* [Directions] Write out each line of the listing as it stands, without the images.

Location labeling records

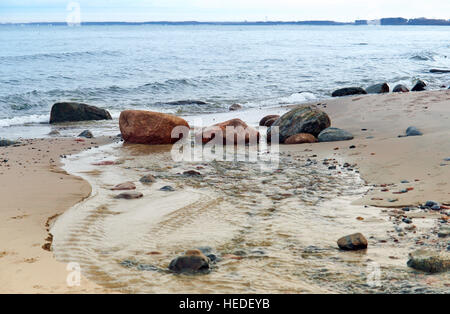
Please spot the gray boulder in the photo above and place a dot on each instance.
(334, 135)
(400, 89)
(303, 119)
(72, 111)
(349, 91)
(378, 89)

* [Written response]
Please spot the gray boulder in the photo above and place a dot on each instance.
(334, 135)
(400, 89)
(303, 119)
(72, 111)
(349, 91)
(378, 89)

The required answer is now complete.